◆ DATA TO PROCESS:
☆ ☆ ☆ ☆ ☆ ☆ ☆
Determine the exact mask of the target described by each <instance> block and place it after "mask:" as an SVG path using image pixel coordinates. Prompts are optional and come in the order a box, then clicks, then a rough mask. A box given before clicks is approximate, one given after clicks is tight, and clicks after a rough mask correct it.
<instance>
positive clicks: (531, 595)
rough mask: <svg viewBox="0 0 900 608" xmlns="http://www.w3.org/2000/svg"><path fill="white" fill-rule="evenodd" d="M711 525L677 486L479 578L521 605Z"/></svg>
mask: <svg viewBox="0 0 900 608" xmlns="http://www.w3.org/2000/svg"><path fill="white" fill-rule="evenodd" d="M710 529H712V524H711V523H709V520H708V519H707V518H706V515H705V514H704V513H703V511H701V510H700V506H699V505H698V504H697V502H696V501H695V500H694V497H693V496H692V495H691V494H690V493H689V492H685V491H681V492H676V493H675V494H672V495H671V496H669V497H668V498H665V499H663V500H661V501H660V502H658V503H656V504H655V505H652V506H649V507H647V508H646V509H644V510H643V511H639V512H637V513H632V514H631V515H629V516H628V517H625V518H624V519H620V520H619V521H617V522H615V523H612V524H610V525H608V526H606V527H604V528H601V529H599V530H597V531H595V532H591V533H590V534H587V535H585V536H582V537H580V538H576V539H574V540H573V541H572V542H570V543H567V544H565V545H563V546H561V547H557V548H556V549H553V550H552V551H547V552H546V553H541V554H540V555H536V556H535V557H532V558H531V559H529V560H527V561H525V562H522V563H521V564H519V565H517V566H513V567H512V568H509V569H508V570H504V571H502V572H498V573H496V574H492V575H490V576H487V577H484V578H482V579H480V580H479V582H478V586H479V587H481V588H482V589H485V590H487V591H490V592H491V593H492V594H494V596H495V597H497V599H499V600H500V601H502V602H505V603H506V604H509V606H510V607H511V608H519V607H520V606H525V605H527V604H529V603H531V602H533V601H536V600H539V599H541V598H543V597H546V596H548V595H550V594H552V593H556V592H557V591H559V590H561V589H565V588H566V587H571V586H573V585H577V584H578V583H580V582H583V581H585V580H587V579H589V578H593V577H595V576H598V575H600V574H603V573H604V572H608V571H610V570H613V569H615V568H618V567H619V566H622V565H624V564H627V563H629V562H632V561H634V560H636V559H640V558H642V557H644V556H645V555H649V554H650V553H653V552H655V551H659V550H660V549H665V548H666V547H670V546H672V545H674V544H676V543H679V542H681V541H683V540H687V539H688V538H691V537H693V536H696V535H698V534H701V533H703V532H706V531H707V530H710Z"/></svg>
☆ ☆ ☆ ☆ ☆ ☆ ☆
Copy the data above line for line, with no changes.

◆ EXERCISE ANSWER:
Determine the exact mask of the target described by each <instance> block and place it after "mask:" as an SVG path using image pixel coordinates. Prompts are optional and come in the order a box, then clicks, then a rough mask. A box given before clicks is approximate, one given after clicks is tight, and clicks after a rough mask correct it.
<instance>
positive clicks: (531, 595)
rough mask: <svg viewBox="0 0 900 608" xmlns="http://www.w3.org/2000/svg"><path fill="white" fill-rule="evenodd" d="M711 525L677 486L479 578L521 605Z"/></svg>
mask: <svg viewBox="0 0 900 608" xmlns="http://www.w3.org/2000/svg"><path fill="white" fill-rule="evenodd" d="M710 529H712V524H711V523H709V520H708V519H707V518H706V515H705V514H704V513H703V511H701V510H700V506H699V505H698V504H697V502H696V501H695V500H694V497H693V496H692V495H691V494H690V493H689V492H685V491H681V492H676V493H675V494H672V495H671V496H669V497H668V498H665V499H663V500H661V501H660V502H658V503H656V504H655V505H652V506H649V507H647V508H646V509H644V510H643V511H639V512H637V513H632V514H631V515H629V516H628V517H625V518H624V519H620V520H619V521H617V522H615V523H612V524H610V525H608V526H606V527H604V528H601V529H599V530H597V531H595V532H591V533H590V534H587V535H585V536H582V537H580V538H576V539H574V540H573V541H572V542H570V543H567V544H565V545H563V546H561V547H557V548H556V549H553V550H552V551H547V552H546V553H541V554H540V555H536V556H535V557H532V558H531V559H529V560H527V561H525V562H522V563H521V564H519V565H517V566H513V567H512V568H509V569H508V570H504V571H502V572H498V573H496V574H492V575H490V576H487V577H484V578H482V579H480V580H479V582H478V586H479V587H481V588H482V589H485V590H487V591H490V592H491V593H492V594H494V596H495V597H497V599H499V600H500V601H502V602H505V603H506V604H509V606H510V607H511V608H519V607H520V606H525V605H527V604H529V603H531V602H533V601H536V600H539V599H541V598H543V597H546V596H548V595H550V594H552V593H556V592H557V591H559V590H561V589H565V588H566V587H571V586H573V585H577V584H578V583H580V582H583V581H585V580H587V579H589V578H593V577H595V576H598V575H600V574H603V573H604V572H608V571H610V570H613V569H615V568H618V567H619V566H622V565H624V564H627V563H629V562H632V561H634V560H636V559H640V558H642V557H644V556H645V555H649V554H650V553H653V552H655V551H659V550H660V549H665V548H666V547H670V546H672V545H674V544H676V543H679V542H681V541H683V540H687V539H688V538H691V537H693V536H696V535H698V534H701V533H703V532H706V531H707V530H710Z"/></svg>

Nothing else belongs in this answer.